» PROBLEM TO SOLVE
Which lines run from the one containing "Formation-chart tagging: label the pig's leg" to the end of the listing? Copy them out exactly, leaving out the rest.

» EXTRACTED RECORDS

BEGIN

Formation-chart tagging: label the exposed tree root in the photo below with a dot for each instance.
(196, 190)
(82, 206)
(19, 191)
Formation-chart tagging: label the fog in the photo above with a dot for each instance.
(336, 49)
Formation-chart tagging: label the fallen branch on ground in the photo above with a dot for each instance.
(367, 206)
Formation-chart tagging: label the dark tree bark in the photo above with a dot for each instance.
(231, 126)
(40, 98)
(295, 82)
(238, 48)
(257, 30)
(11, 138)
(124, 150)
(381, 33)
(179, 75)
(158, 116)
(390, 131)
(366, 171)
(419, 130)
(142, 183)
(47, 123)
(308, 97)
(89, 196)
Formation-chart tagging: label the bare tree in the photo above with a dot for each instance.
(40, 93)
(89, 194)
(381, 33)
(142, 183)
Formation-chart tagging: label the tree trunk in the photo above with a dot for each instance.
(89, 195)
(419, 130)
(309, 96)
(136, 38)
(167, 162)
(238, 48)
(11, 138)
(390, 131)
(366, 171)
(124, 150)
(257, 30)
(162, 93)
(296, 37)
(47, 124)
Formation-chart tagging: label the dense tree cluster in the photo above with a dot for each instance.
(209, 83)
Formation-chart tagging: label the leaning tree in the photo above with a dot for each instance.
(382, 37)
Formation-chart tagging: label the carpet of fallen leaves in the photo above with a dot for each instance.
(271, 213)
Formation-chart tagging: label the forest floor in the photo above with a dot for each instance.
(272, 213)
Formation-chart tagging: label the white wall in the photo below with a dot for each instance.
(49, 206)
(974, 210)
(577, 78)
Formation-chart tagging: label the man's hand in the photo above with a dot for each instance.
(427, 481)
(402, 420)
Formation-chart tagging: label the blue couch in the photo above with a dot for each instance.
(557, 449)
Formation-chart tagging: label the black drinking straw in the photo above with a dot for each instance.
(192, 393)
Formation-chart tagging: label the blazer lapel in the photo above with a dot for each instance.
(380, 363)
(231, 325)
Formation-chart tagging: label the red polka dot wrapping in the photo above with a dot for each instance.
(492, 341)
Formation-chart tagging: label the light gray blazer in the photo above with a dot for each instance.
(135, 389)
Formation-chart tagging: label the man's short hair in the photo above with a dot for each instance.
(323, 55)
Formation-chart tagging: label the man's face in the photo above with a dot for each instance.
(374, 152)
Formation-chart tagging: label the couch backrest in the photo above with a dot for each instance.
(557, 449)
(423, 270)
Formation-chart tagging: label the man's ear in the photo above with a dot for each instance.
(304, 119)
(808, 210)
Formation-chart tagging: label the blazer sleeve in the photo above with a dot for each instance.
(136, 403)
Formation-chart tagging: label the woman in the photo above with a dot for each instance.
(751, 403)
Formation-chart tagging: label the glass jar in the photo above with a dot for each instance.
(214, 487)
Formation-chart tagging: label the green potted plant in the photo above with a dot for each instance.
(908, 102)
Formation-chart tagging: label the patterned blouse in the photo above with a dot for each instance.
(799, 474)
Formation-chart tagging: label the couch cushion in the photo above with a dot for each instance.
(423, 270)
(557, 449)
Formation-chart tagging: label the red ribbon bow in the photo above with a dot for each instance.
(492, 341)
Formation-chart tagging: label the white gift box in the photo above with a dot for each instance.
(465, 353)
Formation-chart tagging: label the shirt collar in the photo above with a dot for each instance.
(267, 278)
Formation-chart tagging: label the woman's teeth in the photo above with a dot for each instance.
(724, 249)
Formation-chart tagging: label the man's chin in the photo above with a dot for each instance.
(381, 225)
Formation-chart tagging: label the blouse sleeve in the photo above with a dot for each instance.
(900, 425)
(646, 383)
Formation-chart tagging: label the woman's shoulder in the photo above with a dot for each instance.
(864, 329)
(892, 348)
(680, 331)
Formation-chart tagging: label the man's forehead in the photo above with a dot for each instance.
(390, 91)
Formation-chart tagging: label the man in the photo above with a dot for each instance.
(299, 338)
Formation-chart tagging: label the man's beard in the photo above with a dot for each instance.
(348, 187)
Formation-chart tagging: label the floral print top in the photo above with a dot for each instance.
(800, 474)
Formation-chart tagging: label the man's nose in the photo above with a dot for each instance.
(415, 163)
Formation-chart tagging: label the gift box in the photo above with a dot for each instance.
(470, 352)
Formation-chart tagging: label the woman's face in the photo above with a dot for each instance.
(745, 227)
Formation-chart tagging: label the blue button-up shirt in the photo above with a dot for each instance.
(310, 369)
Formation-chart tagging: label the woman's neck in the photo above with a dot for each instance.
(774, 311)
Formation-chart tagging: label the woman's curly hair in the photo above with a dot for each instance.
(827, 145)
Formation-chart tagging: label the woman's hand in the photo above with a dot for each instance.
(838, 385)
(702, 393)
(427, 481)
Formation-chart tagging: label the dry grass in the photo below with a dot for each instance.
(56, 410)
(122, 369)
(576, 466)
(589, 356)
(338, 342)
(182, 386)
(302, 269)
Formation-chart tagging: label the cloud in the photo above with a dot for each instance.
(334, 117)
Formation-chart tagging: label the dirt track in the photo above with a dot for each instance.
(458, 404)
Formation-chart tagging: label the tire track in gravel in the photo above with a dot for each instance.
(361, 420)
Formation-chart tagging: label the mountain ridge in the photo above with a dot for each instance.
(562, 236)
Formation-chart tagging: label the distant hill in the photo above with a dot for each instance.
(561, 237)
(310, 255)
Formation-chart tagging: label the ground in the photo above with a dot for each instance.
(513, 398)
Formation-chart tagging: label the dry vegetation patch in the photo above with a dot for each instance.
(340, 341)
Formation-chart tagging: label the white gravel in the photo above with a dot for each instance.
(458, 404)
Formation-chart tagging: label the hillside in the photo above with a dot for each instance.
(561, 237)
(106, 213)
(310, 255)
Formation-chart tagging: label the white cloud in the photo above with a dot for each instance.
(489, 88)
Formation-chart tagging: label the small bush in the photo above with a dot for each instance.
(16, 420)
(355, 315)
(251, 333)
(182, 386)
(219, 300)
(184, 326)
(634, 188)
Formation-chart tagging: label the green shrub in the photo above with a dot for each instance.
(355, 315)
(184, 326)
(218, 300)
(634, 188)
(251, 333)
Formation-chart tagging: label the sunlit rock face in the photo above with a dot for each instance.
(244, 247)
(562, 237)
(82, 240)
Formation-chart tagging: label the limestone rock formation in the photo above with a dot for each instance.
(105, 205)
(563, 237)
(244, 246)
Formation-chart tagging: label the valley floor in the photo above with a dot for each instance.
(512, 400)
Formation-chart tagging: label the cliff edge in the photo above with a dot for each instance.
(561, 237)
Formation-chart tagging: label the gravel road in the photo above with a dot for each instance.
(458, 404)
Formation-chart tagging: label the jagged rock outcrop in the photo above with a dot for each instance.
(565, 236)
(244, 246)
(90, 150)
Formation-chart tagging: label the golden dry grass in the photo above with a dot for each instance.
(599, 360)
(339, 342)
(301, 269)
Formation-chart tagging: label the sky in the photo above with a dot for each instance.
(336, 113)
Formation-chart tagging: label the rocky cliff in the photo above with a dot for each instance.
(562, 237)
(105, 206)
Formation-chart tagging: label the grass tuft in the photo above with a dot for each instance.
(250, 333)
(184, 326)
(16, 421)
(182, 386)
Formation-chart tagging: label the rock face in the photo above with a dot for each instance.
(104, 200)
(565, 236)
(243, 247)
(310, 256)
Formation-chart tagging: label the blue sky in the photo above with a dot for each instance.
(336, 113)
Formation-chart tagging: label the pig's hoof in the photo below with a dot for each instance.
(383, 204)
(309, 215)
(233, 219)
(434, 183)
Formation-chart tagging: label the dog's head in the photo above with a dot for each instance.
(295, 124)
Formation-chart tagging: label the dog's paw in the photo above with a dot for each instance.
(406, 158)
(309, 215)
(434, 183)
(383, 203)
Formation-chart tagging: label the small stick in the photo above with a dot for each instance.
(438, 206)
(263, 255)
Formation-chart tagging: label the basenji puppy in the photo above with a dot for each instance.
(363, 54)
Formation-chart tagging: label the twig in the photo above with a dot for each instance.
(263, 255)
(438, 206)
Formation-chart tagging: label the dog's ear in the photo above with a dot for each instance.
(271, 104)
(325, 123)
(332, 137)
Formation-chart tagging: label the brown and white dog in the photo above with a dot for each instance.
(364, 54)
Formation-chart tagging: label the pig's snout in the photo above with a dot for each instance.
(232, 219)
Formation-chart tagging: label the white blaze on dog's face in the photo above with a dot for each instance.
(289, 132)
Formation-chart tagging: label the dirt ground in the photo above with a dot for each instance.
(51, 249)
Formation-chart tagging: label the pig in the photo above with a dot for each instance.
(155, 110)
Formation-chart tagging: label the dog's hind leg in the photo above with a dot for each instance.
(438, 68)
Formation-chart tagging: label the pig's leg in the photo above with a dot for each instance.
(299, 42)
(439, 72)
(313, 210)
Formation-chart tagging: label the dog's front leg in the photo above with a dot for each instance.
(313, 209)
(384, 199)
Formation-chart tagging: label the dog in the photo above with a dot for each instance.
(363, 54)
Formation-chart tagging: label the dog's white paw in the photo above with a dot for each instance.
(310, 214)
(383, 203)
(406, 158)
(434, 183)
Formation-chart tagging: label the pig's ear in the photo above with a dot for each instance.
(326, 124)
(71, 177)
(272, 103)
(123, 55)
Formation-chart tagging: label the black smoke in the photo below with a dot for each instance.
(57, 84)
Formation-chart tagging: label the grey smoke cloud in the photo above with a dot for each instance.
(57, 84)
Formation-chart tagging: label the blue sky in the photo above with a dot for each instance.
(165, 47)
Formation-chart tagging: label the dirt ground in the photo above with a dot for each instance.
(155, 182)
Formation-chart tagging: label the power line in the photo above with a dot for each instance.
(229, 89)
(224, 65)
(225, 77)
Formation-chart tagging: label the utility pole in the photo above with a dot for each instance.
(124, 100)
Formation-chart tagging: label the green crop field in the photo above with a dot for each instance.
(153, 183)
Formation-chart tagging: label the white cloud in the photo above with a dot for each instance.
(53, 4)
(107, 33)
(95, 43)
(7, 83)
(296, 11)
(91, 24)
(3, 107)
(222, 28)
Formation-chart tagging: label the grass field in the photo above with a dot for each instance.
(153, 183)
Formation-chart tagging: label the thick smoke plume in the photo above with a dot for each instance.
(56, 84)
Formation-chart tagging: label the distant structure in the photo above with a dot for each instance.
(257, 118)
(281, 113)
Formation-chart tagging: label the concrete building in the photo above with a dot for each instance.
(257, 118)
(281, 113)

END

» FINISHED TASK
Formation-chart tagging: label the pig's leg in the photo above with a dot for each instance.
(299, 42)
(439, 72)
(313, 210)
Formation-chart tagging: label the dog's front leg in the photo above with a dot for each instance.
(313, 209)
(384, 199)
Formation-chart tagging: label the dog in the photo above with a dot for each instance.
(363, 54)
Formation-chart tagging: label the dog's white paw in the photo above with a dot for each instance.
(310, 214)
(383, 203)
(406, 158)
(434, 183)
Formation-chart tagging: label the pig's ear in the photo above with a dot for each instance.
(326, 124)
(71, 177)
(272, 103)
(123, 55)
Formation-chart tagging: label the black smoke in the photo below with a dot for each instance.
(57, 84)
Formation-chart tagging: label the grey smoke cloud in the photo above with a dot for each instance.
(57, 84)
Formation-chart tagging: label the blue sky in the photo above with a dot for each instance.
(165, 47)
Formation-chart tagging: label the dirt ground in the photo above with a dot for each instance.
(155, 182)
Formation-chart tagging: label the power line in the photo above with a dot for each instance.
(229, 89)
(224, 65)
(225, 77)
Formation-chart tagging: label the utility pole in the photo above with a dot for each instance.
(124, 100)
Formation-chart tagging: label the green crop field in the photo above with a dot for each instance.
(153, 183)
Formation-chart tagging: label the white cloud in the photo above with a dot for each instance.
(53, 4)
(107, 33)
(95, 43)
(7, 83)
(296, 11)
(91, 24)
(3, 107)
(222, 28)
Formation-chart tagging: label the grass field in the photo above with a dot for each instance.
(153, 183)
Formation-chart tagging: label the thick smoke plume in the photo above with a dot for each instance.
(56, 84)
Formation-chart tagging: label the distant structure in the photo above with a dot for each instance.
(257, 118)
(281, 113)
Formation-chart tagging: label the concrete building in the photo above with a dot for each instance.
(257, 118)
(281, 113)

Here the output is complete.